* start PAGE *

Referring to FIGS. 9, 10 and 11, fluid flow 290 in the direction as indicated by the arrows, along the channel 295, causes the foil/wing 205 to raise up towards support 270 thereby rotating a frame 269 comprised of the foil/wing support 270 and a foil/wing support arm 275 about a pivot 273 in the direction up towards support 215. Rotation of the frame 269 about the pivot 273 causes the leading edge of the frame to rotate (up) toward the support 215 while correspondingly causing the trailing edge of the frame to rotate (down) in the direction away from the support. A counterweight 265 is attached to the foil/wing support 270 by a pin.

During operation of the reaction energy harvester 21, once the foil/wing 205 moves into a position behind the stall baffle 210 (relative to the direction of the flow 290), the flow is impeded and the cam 282 reverses the direction of the foil/wing 205. The reversing of the foil/wing 205 combined with the impeded flow permits the stored energy in the counterweight 265 to return the frame 269 and the foil/wing 205 to the lower position where the cam 283 reverses the foil/wing 205, thereby providing lift and starting the process over again. The present invention is not limited to the use of a counterweight 265 to return the frame 269 to the lower position.

* end PAGE *
* start LISTED RECORDS *

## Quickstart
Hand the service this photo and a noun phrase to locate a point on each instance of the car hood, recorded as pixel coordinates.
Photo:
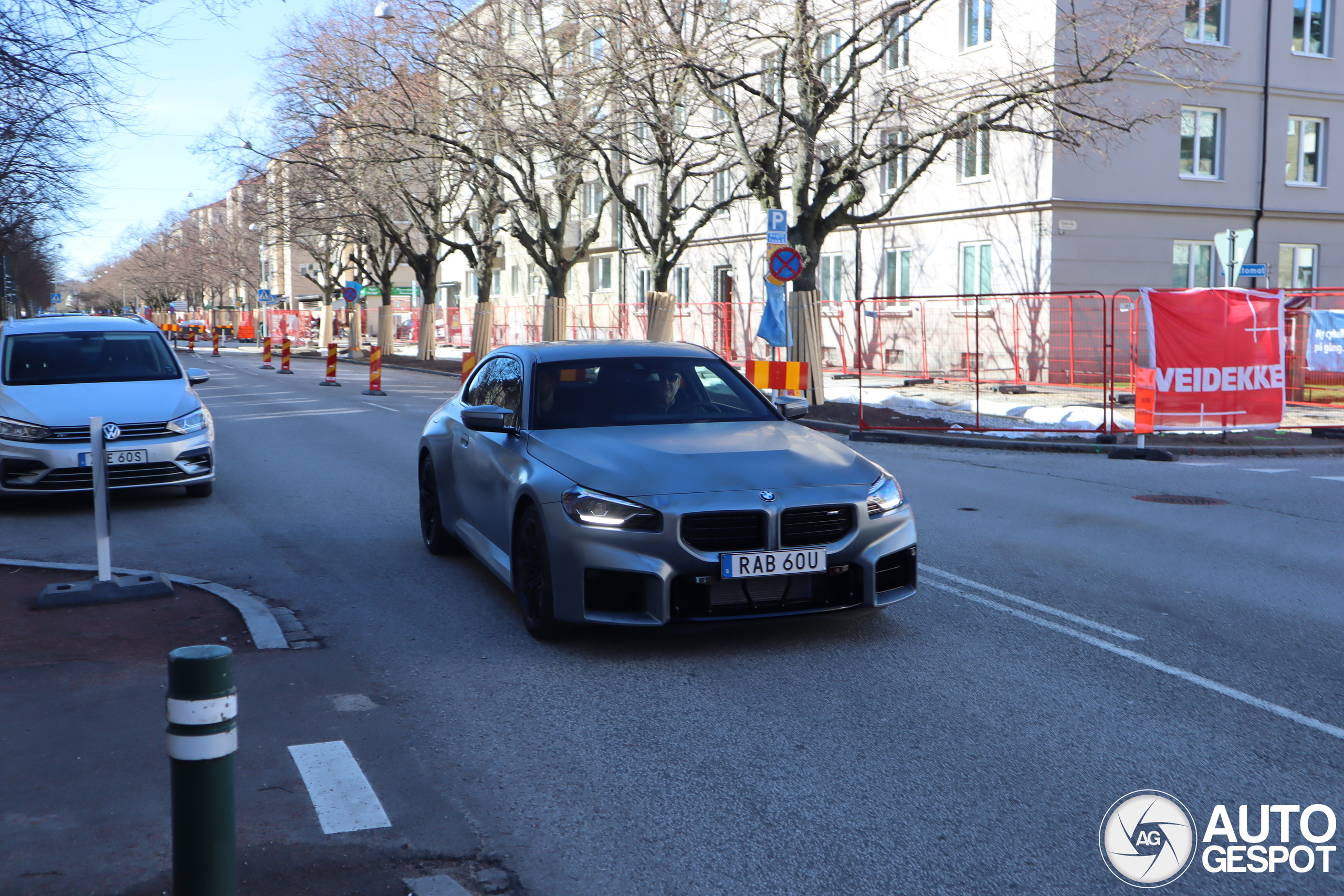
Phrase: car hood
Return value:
(699, 457)
(75, 404)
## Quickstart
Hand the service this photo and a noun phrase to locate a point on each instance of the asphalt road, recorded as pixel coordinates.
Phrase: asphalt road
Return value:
(964, 741)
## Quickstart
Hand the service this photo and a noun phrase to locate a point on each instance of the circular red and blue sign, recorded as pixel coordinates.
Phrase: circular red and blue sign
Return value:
(785, 263)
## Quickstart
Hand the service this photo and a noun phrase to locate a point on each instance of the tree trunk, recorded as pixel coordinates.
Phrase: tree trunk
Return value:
(805, 320)
(483, 325)
(554, 319)
(662, 311)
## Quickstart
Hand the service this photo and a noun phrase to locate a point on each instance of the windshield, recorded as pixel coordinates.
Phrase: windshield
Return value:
(88, 356)
(635, 392)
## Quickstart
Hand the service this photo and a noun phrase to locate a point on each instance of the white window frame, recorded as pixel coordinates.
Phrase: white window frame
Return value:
(1289, 256)
(1199, 25)
(1196, 116)
(1327, 27)
(897, 272)
(982, 254)
(1193, 268)
(978, 25)
(831, 277)
(979, 143)
(682, 284)
(1296, 128)
(897, 171)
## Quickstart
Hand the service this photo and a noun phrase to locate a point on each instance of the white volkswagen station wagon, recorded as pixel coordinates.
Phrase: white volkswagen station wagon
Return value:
(57, 373)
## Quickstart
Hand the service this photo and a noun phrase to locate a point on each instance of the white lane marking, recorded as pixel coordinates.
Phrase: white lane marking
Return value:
(340, 793)
(284, 414)
(1172, 671)
(1028, 602)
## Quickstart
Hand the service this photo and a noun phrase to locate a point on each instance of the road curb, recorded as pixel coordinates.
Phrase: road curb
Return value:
(1066, 448)
(262, 625)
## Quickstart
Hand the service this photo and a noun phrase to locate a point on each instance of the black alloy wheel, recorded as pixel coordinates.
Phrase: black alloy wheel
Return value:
(533, 578)
(437, 541)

* end LISTED RECORDS *

SET PROBLEM 1: Condense the paragraph of the energy harvester text that begins "During operation of the reaction energy harvester 21" into a short bulleted list that keeps its main facts.
SET PROBLEM 2: Transcribe the energy harvester text word for word from "Referring to FIGS." to "270 by a pin.".
The rows are separate material with no connection to the energy harvester text.

OUTPUT 1:
- When the foil/wing 205 moves behind the stall baffle 210 (relative to the flow 290), the flow is impeded and the cam 282 reverses the foil/wing.
- This reversal, together with the impeded flow, lets the energy stored in the counterweight 265 return the frame 269 and the foil/wing to the lower position.
- At the lower position, the cam 283 reverses the foil/wing, providing lift and restarting the process.
- The invention is not limited to using a counterweight 265 to return the frame to the lower position.

OUTPUT 2:
Referring to FIGS. 9, 10 and 11, fluid flow 290 in the direction as indicated by the arrows, along the channel 295, causes the foil/wing 205 to raise up towards support 270 thereby rotating a frame 269 comprised of the foil/wing support 270 and a foil/wing support arm 275 about a pivot 273 in the direction up towards support 215. Rotation of the frame 269 about the pivot 273 causes the leading edge of the frame to rotate (up) toward the support 215 while correspondingly causing the trailing edge of the frame to rotate (down) in the direction away from the support. A counterweight 265 is attached to the foil/wing support 270 by a pin.